* Given text
Hayward Multiport and Sand Filter Issues

TeamBriggs

Member
Jul 11, 2023
11
Western PA
Pool Size
35000
Surface
Vinyl
Chlorine
Liquid Chlorine
Hi! We have a Hayward multiport and Hayward S310S sand filter. We are having multiple problems:

1) The bottom bulkhead is leaking profusely (5 gallons in a couple hours). We have tried to clean and tighten the bottom bulkhead (which is relatively new and does not appear cracked) but it does not seem to want to tighten enough because the inside elbow assembly is notched on top and bottom and when we thread it from the outside, we can only tighten it so much in order to make the notches line up (if that makes any sense).

2) When we put cyanuric acid granules in the skimmer basket without a sock (we have learned to use a sock) they spit back into the pool through the returns in about a minute.
We opened the multiport and do not believe there are any issues with the valve or the spider gasket. We have emptied the sand filter and did not see any tunneling or damaged laterals. We can not figure out how the granules are getting through.

3) The water chemistry is good (according to the local pool store) but the pool is green ☹️

Thanks in advance!

F9AF8C9C-18AB-41A1-A77D-0E000E4E578E.jpeg
 
That fitting requires 2 O rings, one internal and one external. Looks like one inside isn't in place. Not easy to reach in that tank.

* Written task 1
In the pool filter thread, how much water does the bottom bulkhead leak?
* Written task 2
Pick up the pool filter thread right after its final sentence and keep it going.

* Given entries
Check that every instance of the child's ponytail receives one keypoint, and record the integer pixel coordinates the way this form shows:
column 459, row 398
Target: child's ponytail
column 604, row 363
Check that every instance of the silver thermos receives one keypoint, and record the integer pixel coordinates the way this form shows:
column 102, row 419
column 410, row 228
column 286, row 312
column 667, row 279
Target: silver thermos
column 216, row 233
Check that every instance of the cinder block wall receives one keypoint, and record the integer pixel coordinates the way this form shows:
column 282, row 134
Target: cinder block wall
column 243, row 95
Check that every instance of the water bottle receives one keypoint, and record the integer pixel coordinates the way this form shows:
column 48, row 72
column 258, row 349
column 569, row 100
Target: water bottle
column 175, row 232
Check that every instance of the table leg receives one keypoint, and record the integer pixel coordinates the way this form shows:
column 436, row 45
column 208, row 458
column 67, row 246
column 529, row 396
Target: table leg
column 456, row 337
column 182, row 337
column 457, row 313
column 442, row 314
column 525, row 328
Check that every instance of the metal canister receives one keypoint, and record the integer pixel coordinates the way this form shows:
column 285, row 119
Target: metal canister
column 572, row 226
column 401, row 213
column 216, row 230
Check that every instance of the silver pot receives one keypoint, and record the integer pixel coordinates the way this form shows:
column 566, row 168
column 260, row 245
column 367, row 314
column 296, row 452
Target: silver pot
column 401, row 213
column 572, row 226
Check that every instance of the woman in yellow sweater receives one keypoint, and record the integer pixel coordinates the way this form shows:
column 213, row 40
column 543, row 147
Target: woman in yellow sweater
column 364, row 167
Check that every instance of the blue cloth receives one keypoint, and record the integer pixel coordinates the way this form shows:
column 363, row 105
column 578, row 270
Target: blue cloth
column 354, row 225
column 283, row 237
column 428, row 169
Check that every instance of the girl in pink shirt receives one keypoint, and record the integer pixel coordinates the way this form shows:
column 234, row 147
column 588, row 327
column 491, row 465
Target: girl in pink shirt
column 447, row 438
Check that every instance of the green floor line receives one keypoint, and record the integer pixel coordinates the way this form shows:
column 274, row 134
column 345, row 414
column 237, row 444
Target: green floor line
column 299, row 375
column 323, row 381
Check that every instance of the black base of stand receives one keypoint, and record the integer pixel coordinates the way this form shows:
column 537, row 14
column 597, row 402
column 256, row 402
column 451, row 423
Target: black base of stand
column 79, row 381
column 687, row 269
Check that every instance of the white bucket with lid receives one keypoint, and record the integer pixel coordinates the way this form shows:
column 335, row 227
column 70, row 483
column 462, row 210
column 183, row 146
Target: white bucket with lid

* Task response 1
About 5 gallons in a couple of hours.

* Task response 2
Thank you. We’d like to get it apart and take a closer look but yes, getting to it is quite difficult. It seems we’d have to remove the top bulkhead to do so and that one is not leaking so we don’t want to mess with it. Trying to decide to tear this thing apart mid season or deal with the drip until we close it.
 
Any thoughts on why/how the granules are making their way through? If our chemistry is good but the pool is green, it leads me to believe our filter isn’t doing it’s job. We run it 10PM-8AM every night and during the day sometimes.
 
Besides the bulkhead fitting leaks, you have a couple other issues:
1 - Items passing through the filter. You mentioned stabilizer granules being poured into the skimmer and passing through the filter to the returns. Now you probably know that's a "no-no". Never pour granules into the skimmer. Always use the sock method. That said, the granules should've stayed in the sand. The only way I could see granules passing immediately through the filter would be either due to a problem with the MPV or a bad connection within the filter itself. By that I mean a damaged lateral or something else became dislodged inside the filter like a diverter elbow, lower hub assembly, etc. Unlike sand that goes back to the pool from a bad lateral, I would not expect granules to get pulled all the way down through the sand then past a lateral., so I'm more skeptical of the MPV. Do all MPV settings appear to be working properly? Filter, backwash, rinse, waste, etc?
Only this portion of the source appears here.